START Selected excerpt

In elhumble/primerdesignR: R package for designing primers

knitr::opts_chunk$set(collapse = TRUE, comment = "#>", cache = TRUE) # warning = FALSE

The primerdesignR package is designed to make it easy to develop primers for a gene of interest. It will take a gene sequence, create and parse input files to programs used in a typical primer design workflow. It is designed to work for MacOSX and Linux. If you would like help using primerdesignR, please email emily.lhumble@gmail.com with any queries.

The minimum requirements are two input files:

Genome of interest (.fasta and blast database)
A query sequence of interest

It is also important that the following programs are installed.

BLAST+ executables: good tutorial for installing executables and running BLAST
bedtools: installation guidelines
primer3: manual including installation guidelines

You can use devtools to install primerdesignR

library(devtools)
install_github("elhumble/primerdesignR")
library(primerdesignR)

# other requirements
library(dplyr)
library(seqinr)
library(stringr)

1. Directory stucture.

primerdesignR functions work mainly by loading and parsing files in specified directories. Therefore it is important that you stick to the following (or similar) recommended project directory structure:

data/seqs: query gene sequence(s) of interest in a closely related species
data/primers: example primers used for amplifying gene of interest in a closely related species
data/genome_db: directory for genome and formatted blast database
output/blast_out: directory for blast output
output/bedtools_out: directory for bedtools output
output/primers: directory for final primer3 output

We will design primers for sequencing the MC1R gene in the Antarctic fur seal genome. You will need to download the full draft fur seal genome from Dryad and format it into a BLAST database using the following command: makeblastdb -in final.assembly.ArcGaz001_AP3.fasta -dbtype nucl -out genome/furseal.

2. Retrieving query sequences

It is possible to use a gene sequence or PCR primers to identify the location of the target gene in your species of interest. You should save a fasta file of your gene of interest from at least one closely related species into data/seqs. You might also have some primers from a published paper which you can should store in data/primers. It is best to save these as a fasta file where the two primers are on one line, separated by Ns (see below).

END Selected excerpt

**Exercise requirements**
1) According to the primerdesignR page, why should users keep to the recommended project directory structure?
2) On the primerdesignR page, which gene and species are used for the primer design walkthrough?

START Provided material

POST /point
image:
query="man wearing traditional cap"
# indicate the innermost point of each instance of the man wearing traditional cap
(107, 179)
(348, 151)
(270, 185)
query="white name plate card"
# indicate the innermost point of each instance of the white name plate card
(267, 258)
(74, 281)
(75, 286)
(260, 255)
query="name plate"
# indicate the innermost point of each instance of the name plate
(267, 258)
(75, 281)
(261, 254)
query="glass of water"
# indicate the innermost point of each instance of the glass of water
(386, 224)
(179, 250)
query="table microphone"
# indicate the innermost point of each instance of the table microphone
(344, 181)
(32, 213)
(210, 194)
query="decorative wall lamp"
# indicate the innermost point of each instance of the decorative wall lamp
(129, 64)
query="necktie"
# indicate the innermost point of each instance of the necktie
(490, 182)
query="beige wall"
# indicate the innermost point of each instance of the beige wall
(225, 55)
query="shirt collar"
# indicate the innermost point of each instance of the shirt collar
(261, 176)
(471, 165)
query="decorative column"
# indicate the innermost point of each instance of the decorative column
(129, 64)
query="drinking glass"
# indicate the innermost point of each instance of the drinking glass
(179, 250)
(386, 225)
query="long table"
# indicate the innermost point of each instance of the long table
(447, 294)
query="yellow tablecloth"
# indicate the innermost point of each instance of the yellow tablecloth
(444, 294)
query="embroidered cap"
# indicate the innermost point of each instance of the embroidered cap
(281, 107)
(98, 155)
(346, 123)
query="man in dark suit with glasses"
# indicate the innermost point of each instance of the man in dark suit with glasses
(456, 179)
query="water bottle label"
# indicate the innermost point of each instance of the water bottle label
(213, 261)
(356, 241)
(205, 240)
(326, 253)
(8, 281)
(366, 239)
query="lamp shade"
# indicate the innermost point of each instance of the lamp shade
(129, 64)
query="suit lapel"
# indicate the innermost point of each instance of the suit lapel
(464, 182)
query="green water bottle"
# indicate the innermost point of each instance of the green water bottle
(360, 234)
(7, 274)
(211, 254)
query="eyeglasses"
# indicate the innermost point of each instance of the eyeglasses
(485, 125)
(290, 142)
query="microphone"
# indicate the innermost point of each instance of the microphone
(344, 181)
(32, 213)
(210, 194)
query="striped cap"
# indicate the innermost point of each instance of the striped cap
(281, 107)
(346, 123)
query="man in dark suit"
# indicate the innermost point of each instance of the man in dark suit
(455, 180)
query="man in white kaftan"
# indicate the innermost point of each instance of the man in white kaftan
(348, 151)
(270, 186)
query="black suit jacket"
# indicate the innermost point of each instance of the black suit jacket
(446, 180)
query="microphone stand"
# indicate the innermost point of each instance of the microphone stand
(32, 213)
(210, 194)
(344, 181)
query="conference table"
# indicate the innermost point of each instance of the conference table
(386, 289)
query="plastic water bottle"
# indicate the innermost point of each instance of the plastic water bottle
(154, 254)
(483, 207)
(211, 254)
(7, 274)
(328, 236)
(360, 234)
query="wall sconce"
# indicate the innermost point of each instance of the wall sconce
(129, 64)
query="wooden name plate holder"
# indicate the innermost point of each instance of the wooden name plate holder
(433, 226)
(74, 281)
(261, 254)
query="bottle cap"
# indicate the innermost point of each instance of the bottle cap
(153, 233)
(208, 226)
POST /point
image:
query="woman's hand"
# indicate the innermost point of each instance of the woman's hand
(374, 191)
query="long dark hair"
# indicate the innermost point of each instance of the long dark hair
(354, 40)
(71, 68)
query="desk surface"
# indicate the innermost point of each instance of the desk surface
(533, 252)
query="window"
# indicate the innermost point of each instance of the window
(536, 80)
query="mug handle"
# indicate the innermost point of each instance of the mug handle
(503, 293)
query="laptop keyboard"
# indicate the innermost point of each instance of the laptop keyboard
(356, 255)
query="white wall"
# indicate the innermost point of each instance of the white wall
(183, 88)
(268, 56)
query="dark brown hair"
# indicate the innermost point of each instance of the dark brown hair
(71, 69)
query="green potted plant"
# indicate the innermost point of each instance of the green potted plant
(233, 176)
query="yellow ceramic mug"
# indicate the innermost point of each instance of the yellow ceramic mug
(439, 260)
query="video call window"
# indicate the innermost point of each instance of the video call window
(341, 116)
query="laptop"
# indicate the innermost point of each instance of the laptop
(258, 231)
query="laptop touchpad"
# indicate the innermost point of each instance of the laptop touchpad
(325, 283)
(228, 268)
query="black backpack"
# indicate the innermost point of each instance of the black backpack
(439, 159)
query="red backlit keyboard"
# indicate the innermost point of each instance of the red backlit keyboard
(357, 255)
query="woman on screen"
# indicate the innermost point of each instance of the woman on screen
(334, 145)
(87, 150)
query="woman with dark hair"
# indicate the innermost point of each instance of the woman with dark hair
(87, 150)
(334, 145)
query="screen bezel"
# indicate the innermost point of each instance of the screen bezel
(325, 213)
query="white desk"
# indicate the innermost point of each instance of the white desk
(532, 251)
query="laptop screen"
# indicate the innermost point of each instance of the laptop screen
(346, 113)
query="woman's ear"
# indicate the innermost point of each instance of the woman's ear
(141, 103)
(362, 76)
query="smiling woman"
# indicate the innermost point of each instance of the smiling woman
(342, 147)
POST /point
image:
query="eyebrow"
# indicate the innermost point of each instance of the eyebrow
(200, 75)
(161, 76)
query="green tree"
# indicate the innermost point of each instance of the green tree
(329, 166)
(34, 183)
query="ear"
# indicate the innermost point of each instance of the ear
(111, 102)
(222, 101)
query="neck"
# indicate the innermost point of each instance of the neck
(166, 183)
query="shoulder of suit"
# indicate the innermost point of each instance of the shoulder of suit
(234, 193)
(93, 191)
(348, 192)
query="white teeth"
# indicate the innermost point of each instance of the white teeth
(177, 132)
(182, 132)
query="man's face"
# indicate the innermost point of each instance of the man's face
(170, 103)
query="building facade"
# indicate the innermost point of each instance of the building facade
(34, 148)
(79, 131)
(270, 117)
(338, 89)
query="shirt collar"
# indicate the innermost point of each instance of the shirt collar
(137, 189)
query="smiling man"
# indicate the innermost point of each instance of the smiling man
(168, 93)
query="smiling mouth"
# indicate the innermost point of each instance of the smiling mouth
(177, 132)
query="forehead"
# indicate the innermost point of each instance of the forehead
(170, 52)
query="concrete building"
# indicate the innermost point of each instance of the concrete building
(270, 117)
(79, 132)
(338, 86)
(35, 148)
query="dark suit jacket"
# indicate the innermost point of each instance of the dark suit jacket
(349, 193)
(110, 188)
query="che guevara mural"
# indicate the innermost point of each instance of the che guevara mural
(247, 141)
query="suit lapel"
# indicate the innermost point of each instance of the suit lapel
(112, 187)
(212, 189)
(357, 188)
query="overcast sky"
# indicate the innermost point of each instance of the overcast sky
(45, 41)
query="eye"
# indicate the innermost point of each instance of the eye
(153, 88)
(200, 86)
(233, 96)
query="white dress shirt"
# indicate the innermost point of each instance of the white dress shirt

END Provided material

**Answers for each item**
1) The primerdesignR functions work mainly by loading and parsing files in specified directories, so files must be in the expected places for the functions to find them.

2) The MC1R gene in the Antarctic fur seal genome.